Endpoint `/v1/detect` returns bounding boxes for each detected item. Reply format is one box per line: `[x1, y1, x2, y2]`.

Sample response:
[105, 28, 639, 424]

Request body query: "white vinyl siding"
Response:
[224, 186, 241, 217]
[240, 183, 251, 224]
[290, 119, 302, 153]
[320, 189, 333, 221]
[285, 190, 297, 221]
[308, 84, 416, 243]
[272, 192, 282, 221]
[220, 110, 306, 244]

━━━

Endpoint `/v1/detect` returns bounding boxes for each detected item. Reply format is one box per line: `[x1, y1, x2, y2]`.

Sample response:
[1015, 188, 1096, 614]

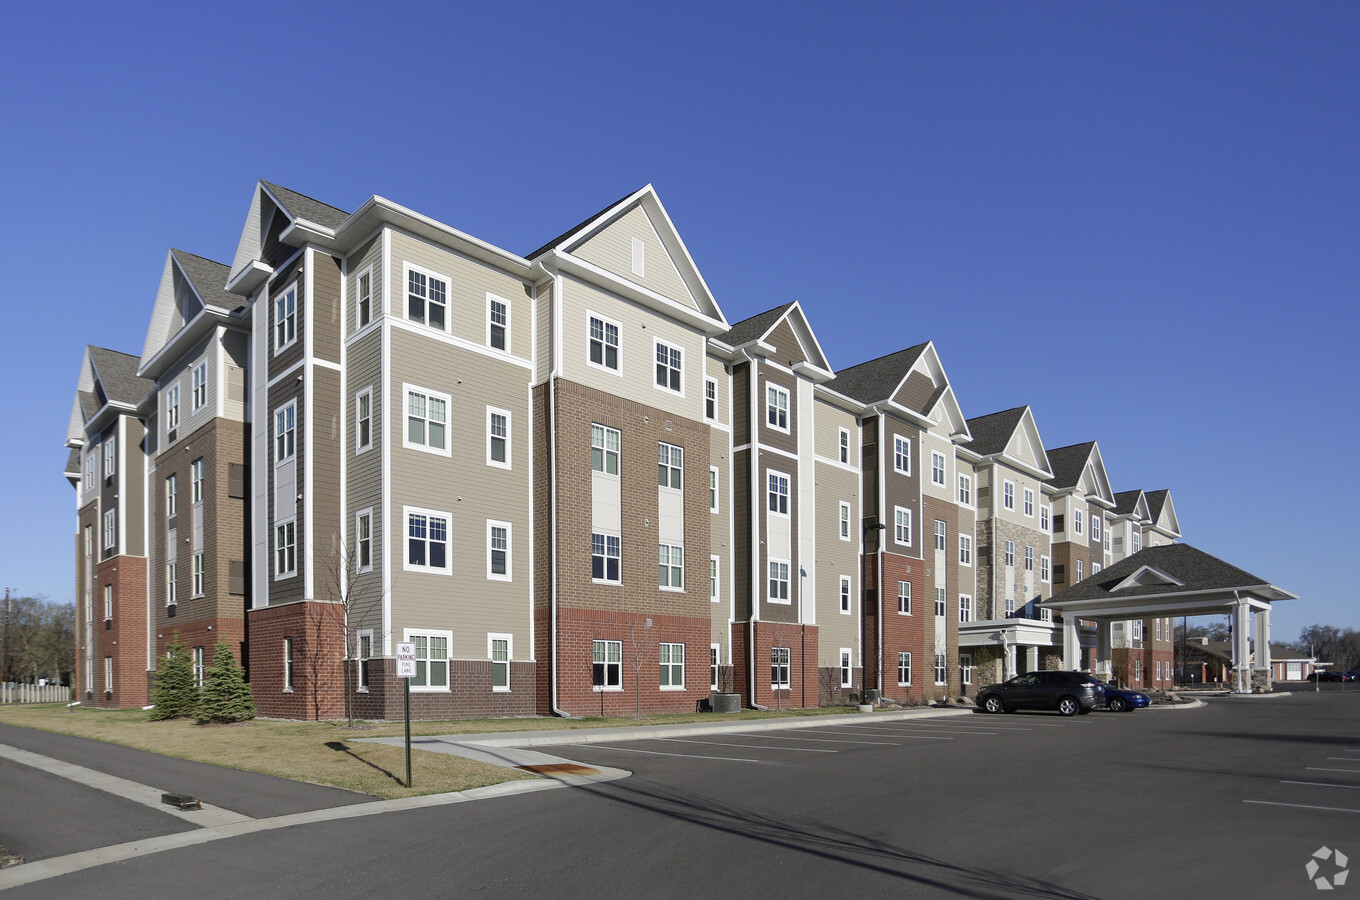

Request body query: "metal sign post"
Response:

━━━

__TASK BRIEF__. Read the entries and pick out all lines that include the word "Request".

__PROBLEM SOLUTION__.
Request body query: "white vinyl siding"
Request body query: "metal sign post"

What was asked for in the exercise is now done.